- _SET OF TASKS_:
1) Please transcribe, word for word, the part of the 2021 Budget commentary that opens with the words containing "The two major" and closes with "housing market crash.".
2) Render this sentence from the 2021 Budget commentary in Spanish: "The mortgage guarantee scheme is, as expected, a repeat of the original Help to Buy scheme launched in 2013."

- _PAGE EXTRACT_:
++++++
Market Commentary – 2021 Budget

Budget Pre-Announcements

Housing Market Support

The Crash That Never Happened

The two major housing announcements in the 2021 Budget were not a surprise given the earlier leaks but the most important message from the Chancellor on housing remained unstated but clear. This was a budget to support the housing market and avoid the previously widely predicted housing market crash.

Budget Pre-Announcements

The 2021 Budget contained the two significant pre-announcements but little else on housing. Both the stamp duty holiday extension and the mortgage guarantee scheme were well-known when the Chancellor stood up to make his speech on Wednesday but there were some additional details.

The stamp duty holiday was extended until the end of June, when the nil rate band will be reduced from £500k to £250k. First time buyer relief will also return at this point. The nil rate band will then continue at this level until the end of September when it returns to the pre-holiday level of £125k. This tapering approach should help avoid some of the cliff edge effects normally seen at the end of stamp duty holidays but they could still be significant. It was perhaps surprising that the holiday continues to apply to all buyers including investors and 2nd home buyers.

The mortgage guarantee scheme is, as expected, a repeat of the original Help to Buy scheme launched in 2013. It is intended to “increase the appetite of mortgage lenders for high loan-to-value lending to creditworthy customers” by offering lenders partial compensation in the event of a foreclosure. The scheme should help fix the credit crunch that has been affecting higher loan-to-value mortgages since the beginning of the pandemic. However, it is unlikely to solve (and may make worse) the longer-term issues that limit the number of people able to access home-ownership, namely the unaffordability of housing relative to incomes and the impact of financial regulation following the credit crunch. Our October 2020 report looked at high loan-to-value mortgage lending.
++++++
- _DATA EXTRACT_:
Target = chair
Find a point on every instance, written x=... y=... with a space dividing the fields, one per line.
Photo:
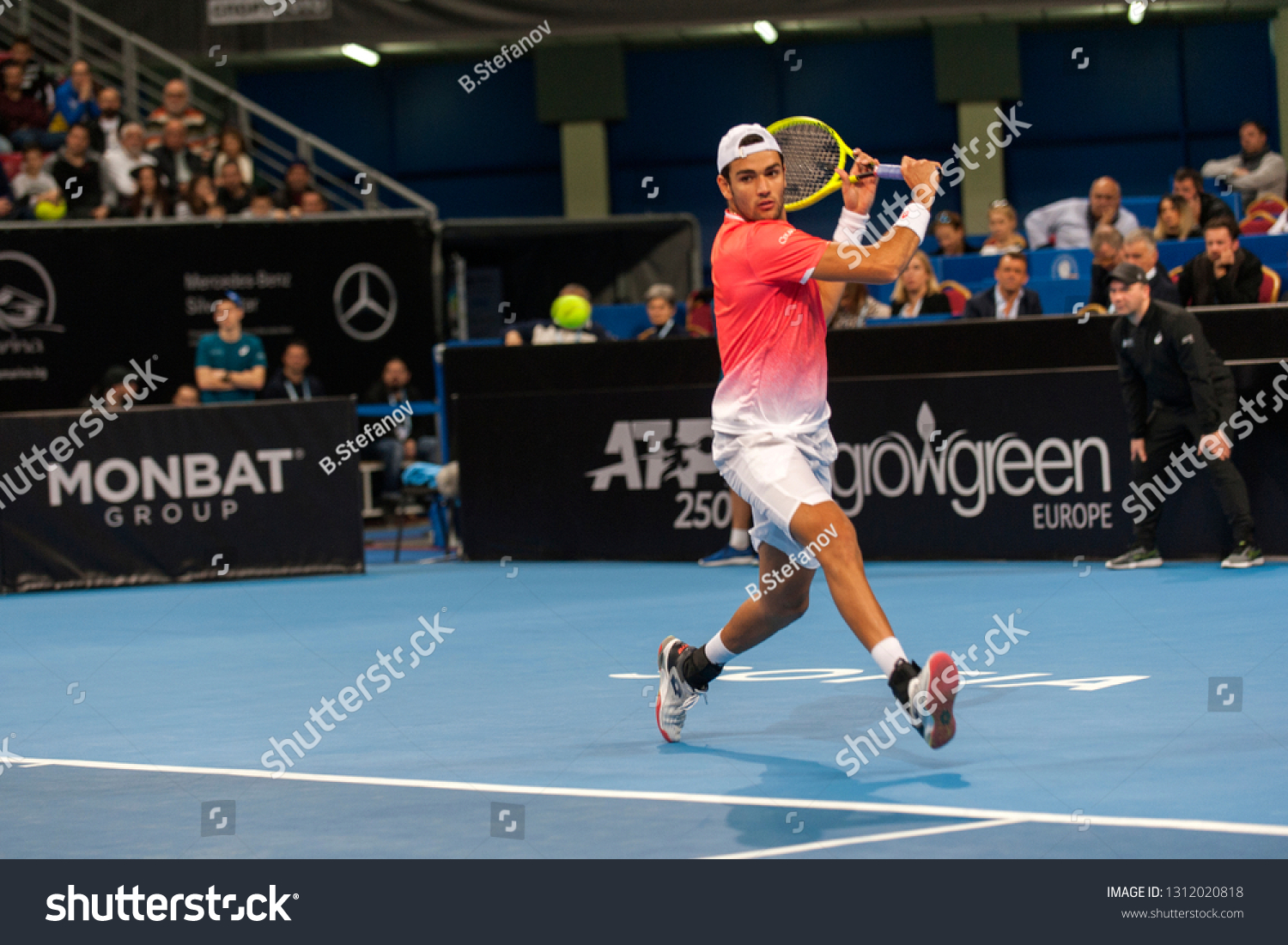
++++++
- _SOLUTIONS PER TASK_:
1)
The two major housing announcements in the 2021 Budget were not a surprise given the earlier leaks but the most important message from the Chancellor on housing remained unstated but clear. This was a budget to support the housing market and avoid the previously widely predicted housing market crash.

2) El plan de garantía hipotecaria es, como se esperaba, una repetición del plan original Help to Buy lanzado en 2013.